The Campaign has played a critical role in elevating voices and raising critical issues through public awareness efforts, building alliances to advocate for students, and working with state-level leaders to enact crucial policies to support students.
Since 2004, the Campaign has succeeded in passing important legislation such as the Student Success Act of 2012, SB 1440 and AB 2302, creating clearer academic pathways to aid transfer from community colleges; SB 890 Early Commitment to College, increasing college awareness among middle school students and improving K–12 and higher education collaboration; and AB 668, ensuring that low-income students are accessing the financial aid available to them. It also has sponsored and disseminated over 20 reports, and facilitated the launch of the Early Commitment to College program with the California Department of Education across 119 diverse school districts in the state.
This Commission’s review on the impact of federal financial aid programs on minority student enrollment in our colleges and universities is critical. It is not an exaggeration to state that low-income and underrepresented students in higher education, rely extensively on the financial aid that they are able to access in order to decide whether or not they will go to college? What type of college they will attend? And whether or not they will be able to complete college? Given the growing premium placed on a college-educated worker in America, it is also not an exaggeration to say that access to a college degree is indeed a civil rights issue for our country.
Unfortunately, it’s becoming harder and harder for low-income students to access that college education. Today just 30 percent of students from a low-income background enroll in college compared to 80 percent of their high-income counterparts. At a time when the college wage premium (the difference between the average wages of college- and high school-educated workers) has increased substantially, this is even more disturbing. In a recent study “The Economy Goes to College” by Georgetown University’s Center on Education and the Workforce, authors Carnevale and Rose found that the college wage premium is 80%, which they note may be artificially high because we are under-producing college talent. In today’s economy, it is clear that having some level of postsecondary credential or degree is crucial to an individual’s ability to earn a middle-class salary.
National research has highlighted the challenges facing low-income, first-generation college students who are nearly four times more likely to leave their studies after their first year in college than students who came from educated and wealthier families. After six years, only 11 percent of low-income, first-generation students had earned bachelor’s degrees compared with 55 percent of their more advantaged peers. The reality is that many low-income and first-generation students face significant challenges in accessing and completing higher education. Students who fit this profile generally lack the social capital or access to resources that are typically available to students from higher-income or better-educated families and they must also work to finance their academic endeavors and to support themselves and oftentimes, their families.

- _SHORT PROBLEM A_
Repeat, word for word, the part of the college access text from "Unfortunately, it’s becoming" to "a middle-class salary.".
The records below are unrelated to the college access text.

- _SOURCE MATERIAL_
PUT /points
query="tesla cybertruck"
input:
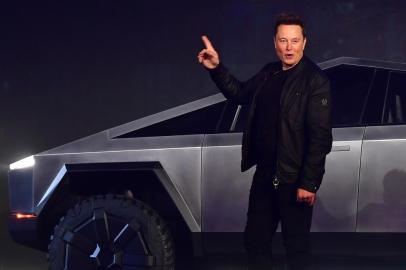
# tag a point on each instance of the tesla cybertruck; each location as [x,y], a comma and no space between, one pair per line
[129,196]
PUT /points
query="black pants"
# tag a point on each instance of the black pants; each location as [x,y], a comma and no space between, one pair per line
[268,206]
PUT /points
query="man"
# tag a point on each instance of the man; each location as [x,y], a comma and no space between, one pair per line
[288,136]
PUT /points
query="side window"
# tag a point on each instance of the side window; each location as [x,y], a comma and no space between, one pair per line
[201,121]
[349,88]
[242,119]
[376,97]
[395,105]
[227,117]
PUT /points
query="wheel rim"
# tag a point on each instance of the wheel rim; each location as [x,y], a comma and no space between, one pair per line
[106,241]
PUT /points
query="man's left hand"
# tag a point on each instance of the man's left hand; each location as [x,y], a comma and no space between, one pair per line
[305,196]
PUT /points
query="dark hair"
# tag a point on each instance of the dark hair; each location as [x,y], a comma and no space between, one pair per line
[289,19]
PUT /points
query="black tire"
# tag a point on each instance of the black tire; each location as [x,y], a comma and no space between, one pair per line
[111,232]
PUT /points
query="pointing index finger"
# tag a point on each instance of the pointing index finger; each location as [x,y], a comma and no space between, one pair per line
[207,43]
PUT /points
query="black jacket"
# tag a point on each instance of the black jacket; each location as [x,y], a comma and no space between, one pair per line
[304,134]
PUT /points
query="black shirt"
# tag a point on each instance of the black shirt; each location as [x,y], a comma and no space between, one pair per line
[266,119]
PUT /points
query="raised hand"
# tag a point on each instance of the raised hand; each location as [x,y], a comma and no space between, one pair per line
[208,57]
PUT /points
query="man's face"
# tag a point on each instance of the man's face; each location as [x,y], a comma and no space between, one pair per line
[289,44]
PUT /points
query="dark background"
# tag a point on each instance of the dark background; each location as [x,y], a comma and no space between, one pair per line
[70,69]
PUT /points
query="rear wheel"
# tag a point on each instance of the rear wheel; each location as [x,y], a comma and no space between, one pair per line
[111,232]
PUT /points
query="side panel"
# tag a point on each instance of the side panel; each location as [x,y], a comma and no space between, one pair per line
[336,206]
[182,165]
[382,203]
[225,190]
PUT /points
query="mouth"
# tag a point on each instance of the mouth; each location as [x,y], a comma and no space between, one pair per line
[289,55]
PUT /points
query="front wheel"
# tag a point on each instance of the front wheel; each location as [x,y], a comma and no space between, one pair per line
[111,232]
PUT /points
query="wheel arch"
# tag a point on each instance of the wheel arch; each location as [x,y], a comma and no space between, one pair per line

- _SHORT PROBLEM B_
Gather every line of the records that contains the string "rear".

- _REPLY A_
Unfortunately, it’s becoming harder and harder for low-income students to access that college education. Today just 30 percent of students from a low-income background enroll in college compared to 80 percent of their high-income counterparts. At a time when the college wage premium (the difference between the average wages of college- and high school-educated workers) has increased substantially, this is even more disturbing. In a recent study “The Economy Goes to College” by Georgetown University’s Center on Education and the Workforce, authors Carnevale and Rose found that the college wage premium is 80%, which they note may be artificially high because we are under-producing college talent. In today’s economy, it is clear that having some level of postsecondary credential or degree is crucial to an individual’s ability to earn a middle-class salary.

- _REPLY B_
query="rear wheel"
# tag a point on each instance of the rear wheel; each location as [x,y], a comma and no space between, one pair per line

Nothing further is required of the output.